Report every line of the material below that contains the string "dark".

The records:
## START
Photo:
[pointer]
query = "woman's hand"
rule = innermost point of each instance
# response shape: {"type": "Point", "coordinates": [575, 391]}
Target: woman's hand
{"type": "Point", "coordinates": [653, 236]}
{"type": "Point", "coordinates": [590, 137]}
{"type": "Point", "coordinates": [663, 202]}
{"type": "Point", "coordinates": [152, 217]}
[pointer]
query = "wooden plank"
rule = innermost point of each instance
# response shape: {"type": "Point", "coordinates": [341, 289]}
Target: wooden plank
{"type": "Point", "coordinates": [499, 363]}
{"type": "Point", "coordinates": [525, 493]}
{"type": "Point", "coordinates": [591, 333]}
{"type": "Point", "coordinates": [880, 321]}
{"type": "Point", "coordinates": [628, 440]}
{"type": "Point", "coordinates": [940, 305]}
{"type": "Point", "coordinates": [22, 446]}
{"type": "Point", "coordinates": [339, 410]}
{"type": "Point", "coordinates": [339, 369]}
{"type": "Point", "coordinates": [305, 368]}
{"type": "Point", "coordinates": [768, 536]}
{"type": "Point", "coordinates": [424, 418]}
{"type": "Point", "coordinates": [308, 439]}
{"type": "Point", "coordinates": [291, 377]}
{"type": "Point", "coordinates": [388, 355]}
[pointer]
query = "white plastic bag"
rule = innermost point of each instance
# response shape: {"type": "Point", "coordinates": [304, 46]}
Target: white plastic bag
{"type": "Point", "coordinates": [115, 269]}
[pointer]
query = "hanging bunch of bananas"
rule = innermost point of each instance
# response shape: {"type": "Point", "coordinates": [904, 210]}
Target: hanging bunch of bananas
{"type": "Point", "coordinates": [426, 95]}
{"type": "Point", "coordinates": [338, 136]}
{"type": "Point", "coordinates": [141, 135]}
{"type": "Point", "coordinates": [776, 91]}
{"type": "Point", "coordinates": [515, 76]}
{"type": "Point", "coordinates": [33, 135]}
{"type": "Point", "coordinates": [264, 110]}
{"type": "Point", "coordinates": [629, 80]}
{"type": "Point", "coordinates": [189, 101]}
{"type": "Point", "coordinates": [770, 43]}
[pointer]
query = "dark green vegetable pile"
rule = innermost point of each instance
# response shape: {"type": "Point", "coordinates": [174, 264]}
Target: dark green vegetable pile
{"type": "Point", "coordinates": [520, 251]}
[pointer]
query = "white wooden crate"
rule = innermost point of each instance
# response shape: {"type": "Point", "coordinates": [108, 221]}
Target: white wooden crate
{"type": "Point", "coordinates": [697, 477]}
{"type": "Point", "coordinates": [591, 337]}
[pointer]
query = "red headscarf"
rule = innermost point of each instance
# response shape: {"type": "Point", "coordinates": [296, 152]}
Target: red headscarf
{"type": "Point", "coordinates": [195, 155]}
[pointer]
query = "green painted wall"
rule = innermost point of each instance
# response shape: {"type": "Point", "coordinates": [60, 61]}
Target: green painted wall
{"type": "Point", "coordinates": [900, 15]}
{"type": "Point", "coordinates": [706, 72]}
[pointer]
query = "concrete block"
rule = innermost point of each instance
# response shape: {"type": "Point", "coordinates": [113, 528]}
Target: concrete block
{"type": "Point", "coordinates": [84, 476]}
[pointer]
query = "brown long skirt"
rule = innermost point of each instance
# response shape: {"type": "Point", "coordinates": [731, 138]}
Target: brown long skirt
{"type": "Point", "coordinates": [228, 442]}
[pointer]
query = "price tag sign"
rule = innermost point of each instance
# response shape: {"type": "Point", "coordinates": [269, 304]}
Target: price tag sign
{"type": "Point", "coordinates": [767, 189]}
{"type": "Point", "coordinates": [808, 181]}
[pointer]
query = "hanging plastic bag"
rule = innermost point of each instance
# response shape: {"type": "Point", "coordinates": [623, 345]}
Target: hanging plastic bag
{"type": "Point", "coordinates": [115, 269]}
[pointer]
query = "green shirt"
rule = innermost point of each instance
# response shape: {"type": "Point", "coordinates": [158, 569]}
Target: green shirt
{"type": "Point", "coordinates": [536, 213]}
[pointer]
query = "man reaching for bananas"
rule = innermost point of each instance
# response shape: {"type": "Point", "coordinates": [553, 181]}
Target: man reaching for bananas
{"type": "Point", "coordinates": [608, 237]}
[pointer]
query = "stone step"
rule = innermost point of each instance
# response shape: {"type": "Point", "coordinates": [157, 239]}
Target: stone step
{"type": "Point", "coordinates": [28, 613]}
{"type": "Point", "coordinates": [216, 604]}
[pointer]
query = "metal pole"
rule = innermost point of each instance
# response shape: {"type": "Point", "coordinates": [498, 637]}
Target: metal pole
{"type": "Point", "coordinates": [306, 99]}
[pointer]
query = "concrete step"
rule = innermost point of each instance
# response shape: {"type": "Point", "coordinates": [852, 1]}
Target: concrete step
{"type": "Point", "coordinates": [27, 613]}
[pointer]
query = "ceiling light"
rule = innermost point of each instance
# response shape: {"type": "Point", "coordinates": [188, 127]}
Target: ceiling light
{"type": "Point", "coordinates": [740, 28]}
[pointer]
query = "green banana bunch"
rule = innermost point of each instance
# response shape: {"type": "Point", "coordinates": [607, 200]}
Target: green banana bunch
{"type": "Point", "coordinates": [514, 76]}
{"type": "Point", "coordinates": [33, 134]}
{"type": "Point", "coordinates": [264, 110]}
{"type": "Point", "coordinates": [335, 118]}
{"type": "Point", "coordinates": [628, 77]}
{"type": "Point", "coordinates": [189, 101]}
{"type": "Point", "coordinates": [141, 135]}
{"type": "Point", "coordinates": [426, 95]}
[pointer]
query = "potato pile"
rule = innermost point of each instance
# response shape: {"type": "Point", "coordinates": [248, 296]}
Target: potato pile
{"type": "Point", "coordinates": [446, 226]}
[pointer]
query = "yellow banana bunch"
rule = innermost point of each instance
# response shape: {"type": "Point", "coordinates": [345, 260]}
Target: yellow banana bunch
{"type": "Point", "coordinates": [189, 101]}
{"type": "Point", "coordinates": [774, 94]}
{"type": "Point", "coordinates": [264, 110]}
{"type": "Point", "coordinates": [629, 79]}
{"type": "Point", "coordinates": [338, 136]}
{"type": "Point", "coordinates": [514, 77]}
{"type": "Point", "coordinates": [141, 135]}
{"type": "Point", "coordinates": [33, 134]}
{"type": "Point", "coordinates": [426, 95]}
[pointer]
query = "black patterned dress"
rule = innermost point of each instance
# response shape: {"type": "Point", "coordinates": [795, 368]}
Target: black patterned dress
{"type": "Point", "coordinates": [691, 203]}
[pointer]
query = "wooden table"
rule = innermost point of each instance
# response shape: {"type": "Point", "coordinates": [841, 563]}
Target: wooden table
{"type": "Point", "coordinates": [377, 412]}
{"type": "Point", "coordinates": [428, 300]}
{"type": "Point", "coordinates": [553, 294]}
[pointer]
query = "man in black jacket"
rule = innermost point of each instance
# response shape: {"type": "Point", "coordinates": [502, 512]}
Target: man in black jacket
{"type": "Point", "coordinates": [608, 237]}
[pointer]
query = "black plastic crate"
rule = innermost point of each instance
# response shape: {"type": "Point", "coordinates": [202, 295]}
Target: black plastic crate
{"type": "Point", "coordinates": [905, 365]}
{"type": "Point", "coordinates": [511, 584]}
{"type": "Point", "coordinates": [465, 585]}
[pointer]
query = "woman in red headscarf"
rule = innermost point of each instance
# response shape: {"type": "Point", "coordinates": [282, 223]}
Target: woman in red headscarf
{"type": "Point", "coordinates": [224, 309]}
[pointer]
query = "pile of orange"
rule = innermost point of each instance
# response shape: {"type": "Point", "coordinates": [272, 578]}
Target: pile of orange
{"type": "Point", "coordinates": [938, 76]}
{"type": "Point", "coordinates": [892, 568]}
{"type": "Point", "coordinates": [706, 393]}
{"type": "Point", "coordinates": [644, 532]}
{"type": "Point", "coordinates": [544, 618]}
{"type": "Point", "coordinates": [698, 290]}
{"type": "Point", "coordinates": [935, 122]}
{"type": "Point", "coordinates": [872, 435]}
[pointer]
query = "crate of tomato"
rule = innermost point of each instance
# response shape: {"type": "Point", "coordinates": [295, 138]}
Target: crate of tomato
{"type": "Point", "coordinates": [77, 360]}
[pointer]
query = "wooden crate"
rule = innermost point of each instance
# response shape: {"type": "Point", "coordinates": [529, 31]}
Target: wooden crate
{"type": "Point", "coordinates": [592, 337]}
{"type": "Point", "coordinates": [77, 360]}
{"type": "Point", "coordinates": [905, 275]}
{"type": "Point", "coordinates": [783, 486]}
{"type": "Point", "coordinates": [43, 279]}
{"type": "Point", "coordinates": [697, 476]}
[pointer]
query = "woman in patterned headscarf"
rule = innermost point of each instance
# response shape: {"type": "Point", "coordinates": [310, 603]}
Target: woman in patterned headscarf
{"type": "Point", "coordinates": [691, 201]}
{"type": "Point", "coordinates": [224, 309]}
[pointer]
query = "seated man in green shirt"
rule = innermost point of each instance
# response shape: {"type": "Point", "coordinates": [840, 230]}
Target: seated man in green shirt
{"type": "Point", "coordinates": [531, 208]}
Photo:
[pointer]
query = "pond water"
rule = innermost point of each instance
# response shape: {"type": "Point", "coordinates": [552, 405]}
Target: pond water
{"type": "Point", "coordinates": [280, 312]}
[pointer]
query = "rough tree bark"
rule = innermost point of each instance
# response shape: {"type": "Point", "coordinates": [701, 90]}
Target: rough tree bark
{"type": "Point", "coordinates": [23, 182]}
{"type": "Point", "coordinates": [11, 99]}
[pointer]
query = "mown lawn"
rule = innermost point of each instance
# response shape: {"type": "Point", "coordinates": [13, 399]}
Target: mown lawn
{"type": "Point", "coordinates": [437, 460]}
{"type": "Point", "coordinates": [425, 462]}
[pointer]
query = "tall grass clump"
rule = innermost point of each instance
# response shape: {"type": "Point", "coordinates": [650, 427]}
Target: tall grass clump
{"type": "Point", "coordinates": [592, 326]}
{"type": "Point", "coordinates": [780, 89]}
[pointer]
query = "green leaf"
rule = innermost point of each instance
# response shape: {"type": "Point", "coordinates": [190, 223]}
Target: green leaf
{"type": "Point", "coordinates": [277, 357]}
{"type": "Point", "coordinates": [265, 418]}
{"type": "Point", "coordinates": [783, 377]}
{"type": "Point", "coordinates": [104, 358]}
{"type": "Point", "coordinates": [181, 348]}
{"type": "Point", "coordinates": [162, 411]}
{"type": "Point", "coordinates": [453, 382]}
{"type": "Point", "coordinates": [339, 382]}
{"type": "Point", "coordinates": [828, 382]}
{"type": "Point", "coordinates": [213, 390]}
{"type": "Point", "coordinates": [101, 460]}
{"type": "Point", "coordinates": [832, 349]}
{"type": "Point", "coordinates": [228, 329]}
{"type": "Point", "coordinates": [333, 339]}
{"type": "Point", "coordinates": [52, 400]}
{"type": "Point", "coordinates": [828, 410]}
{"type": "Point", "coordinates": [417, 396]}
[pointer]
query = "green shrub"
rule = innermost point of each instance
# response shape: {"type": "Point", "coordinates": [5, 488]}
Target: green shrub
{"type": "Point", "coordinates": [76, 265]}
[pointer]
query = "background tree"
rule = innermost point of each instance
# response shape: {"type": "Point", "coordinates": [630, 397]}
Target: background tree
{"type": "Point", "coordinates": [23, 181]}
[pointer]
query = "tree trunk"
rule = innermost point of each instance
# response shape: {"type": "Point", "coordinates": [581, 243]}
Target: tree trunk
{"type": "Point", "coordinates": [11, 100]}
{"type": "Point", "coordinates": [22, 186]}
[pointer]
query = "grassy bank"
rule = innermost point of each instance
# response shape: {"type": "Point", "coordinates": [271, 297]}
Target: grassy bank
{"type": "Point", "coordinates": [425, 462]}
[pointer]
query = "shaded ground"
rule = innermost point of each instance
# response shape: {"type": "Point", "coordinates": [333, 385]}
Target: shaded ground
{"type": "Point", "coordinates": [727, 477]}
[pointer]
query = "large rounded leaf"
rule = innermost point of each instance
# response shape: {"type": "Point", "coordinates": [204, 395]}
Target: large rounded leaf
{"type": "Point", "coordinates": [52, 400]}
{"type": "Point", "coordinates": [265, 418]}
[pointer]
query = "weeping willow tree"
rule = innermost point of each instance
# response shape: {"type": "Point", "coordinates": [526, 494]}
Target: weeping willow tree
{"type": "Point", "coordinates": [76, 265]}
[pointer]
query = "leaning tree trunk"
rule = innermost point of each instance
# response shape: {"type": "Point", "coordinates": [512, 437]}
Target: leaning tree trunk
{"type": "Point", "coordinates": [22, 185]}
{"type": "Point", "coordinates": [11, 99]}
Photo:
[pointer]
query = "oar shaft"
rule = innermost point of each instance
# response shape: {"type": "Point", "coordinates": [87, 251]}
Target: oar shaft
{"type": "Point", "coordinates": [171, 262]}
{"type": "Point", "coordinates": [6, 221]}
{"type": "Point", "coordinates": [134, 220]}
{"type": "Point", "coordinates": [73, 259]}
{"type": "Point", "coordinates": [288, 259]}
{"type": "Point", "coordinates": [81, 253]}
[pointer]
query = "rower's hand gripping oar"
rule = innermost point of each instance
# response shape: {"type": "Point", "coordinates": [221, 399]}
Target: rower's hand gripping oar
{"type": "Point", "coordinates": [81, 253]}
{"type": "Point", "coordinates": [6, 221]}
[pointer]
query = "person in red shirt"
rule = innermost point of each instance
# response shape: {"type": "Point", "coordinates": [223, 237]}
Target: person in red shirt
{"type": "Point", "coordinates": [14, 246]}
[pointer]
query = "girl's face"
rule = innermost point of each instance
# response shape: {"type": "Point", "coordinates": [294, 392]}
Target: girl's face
## END
Answer:
query = "dark green vegetable pile"
Target: dark green vegetable pile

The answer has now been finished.